[EXERCISE OBJECTIVE]
Take the material and output all of it exactly.

--*--

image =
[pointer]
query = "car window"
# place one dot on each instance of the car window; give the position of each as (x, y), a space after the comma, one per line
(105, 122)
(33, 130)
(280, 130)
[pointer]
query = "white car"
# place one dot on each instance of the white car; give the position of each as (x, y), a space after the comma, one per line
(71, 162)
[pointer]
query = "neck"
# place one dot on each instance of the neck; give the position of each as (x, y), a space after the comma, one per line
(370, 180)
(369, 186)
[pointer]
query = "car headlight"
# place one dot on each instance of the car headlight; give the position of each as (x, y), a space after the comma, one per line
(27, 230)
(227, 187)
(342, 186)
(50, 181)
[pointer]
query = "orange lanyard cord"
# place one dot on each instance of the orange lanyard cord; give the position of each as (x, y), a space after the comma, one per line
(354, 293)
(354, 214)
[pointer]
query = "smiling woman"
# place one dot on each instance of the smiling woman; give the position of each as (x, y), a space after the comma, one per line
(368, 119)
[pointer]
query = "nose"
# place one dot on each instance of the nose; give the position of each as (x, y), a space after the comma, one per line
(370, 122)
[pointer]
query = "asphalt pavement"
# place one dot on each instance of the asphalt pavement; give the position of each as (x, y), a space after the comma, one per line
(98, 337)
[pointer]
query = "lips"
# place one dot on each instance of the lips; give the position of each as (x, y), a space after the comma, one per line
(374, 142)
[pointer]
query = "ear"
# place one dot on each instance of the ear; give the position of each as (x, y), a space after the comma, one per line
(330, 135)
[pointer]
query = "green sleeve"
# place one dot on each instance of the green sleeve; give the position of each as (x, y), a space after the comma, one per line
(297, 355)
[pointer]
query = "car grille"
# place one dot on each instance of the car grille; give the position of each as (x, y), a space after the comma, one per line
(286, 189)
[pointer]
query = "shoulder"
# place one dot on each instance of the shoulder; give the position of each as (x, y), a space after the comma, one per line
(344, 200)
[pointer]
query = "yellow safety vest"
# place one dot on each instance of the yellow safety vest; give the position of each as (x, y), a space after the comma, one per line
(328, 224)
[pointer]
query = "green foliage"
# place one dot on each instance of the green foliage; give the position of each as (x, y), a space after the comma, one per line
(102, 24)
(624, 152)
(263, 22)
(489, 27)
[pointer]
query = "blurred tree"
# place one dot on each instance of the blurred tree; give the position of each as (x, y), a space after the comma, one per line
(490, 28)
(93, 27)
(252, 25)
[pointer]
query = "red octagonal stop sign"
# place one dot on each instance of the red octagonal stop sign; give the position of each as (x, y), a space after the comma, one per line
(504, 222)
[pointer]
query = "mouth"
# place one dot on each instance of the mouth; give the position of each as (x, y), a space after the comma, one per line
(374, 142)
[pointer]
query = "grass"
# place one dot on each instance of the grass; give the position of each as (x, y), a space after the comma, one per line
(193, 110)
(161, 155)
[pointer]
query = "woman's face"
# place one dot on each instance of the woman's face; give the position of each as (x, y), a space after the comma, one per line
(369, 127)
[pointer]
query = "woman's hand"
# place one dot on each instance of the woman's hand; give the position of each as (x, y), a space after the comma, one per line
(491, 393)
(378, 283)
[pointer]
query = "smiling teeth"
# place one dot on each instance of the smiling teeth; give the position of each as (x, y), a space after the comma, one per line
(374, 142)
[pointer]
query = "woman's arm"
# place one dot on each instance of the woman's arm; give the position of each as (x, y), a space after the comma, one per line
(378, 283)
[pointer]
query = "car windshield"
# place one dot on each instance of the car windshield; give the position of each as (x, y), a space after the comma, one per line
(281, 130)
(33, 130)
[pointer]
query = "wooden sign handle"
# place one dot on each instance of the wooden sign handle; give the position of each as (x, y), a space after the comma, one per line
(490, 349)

--*--

[EXERCISE ANSWER]
image =
[pointer]
query = "car window"
# place one dot on each instance of the car window; give the position of each as (x, y), a space after the comma, one per line
(105, 122)
(33, 130)
(280, 130)
[pointer]
query = "white car"
# place one dot on each instance of the white car; give the position of each as (x, y), a space after the comma, one per line
(71, 162)
[pointer]
query = "neck"
# place one dot on each instance of the neck; give the position of each as (x, y), a space after the comma, one per line
(370, 180)
(369, 186)
[pointer]
query = "car headlight"
# place one dot on each instance of the car headlight; give the position of each as (x, y), a space after the comma, one per line
(27, 230)
(227, 187)
(342, 186)
(50, 181)
[pointer]
query = "orange lanyard cord"
# place one dot on each instance of the orange lanyard cord; give the position of each as (x, y), a space after the comma, one per line
(354, 293)
(354, 214)
[pointer]
query = "smiling woman"
# place one dot on each instance of the smiling woman; give the position of each as (x, y), a space after the comma, one per line
(368, 119)
[pointer]
query = "nose"
# place one dot on each instance of the nose; give the position of each as (x, y), a space after the comma, one per line
(370, 122)
[pointer]
query = "asphalt pavement"
# place one dot on each instance of the asphalt pavement; give the position of each as (x, y), a space after the comma, one per line
(98, 337)
[pointer]
query = "lips"
# place one dot on each instance of the lips; give the position of each as (x, y), a space after the comma, one per line
(374, 142)
[pointer]
query = "ear"
# place one dot on each instance of the ear; give the position of each as (x, y), a space after the comma, one per line
(330, 135)
[pointer]
query = "green sleeve"
# place one dot on each instance of the green sleeve; give the position of each as (x, y), a space after the comma, one per line
(297, 355)
[pointer]
query = "car grille"
# place one dot on each instance of the car grille; give the position of each as (x, y), a space after the comma, one per line
(286, 189)
[pointer]
query = "shoulder"
# place one dot on each instance of the shoulder; give the position of each as (x, y), a space after the comma, one per line
(344, 200)
[pointer]
query = "yellow safety vest"
# place one dot on each instance of the yellow safety vest; give the position of each as (x, y), a space after the comma, one per line
(328, 224)
[pointer]
query = "green foliage"
# place one dot on each instance of the green foliage; give the position of each as (x, y), a space after the comma, one per line
(102, 24)
(624, 152)
(263, 22)
(489, 27)
[pointer]
query = "blurred tree"
# place one dot on each instance of the blurred tree; give the position of each as (x, y), a space after the comma, one per line
(490, 28)
(93, 27)
(252, 25)
[pointer]
query = "red octagonal stop sign"
# place one dot on each instance of the red octagonal stop sign; give the position of each as (x, y), a space after the comma, one per line
(504, 222)
[pointer]
query = "mouth"
# place one dot on each instance of the mouth; give the position of each as (x, y), a space after the comma, one per line
(374, 142)
[pointer]
query = "grass"
# place one dot on each instance of the grass; give the position of each as (x, y), a space after the comma, one per line
(193, 110)
(161, 155)
[pointer]
query = "woman's face"
# place one dot on each instance of the woman's face; give the position of each as (x, y), a space after the comma, one per line
(369, 127)
[pointer]
query = "woman's hand"
# place one dot on each instance of the woman's hand; give the position of each as (x, y), a space after the comma, one per line
(491, 393)
(378, 283)
[pointer]
query = "smiling teeth"
# place one dot on each instance of the smiling teeth; give the position of each as (x, y), a space after the comma, one per line
(374, 142)
[pointer]
query = "woman's arm"
# place one dot on each instance of the woman's arm; give the position of each as (x, y), a space after the comma, one per line
(378, 283)
[pointer]
query = "car windshield"
# place one dot on each instance of the car windshield; give the position of each as (x, y), a space after the comma, one per line
(281, 130)
(33, 130)
[pointer]
query = "wooden sign handle"
# place one dot on each instance of the wooden sign handle; give the position of each as (x, y), a space after the comma, one per line
(490, 349)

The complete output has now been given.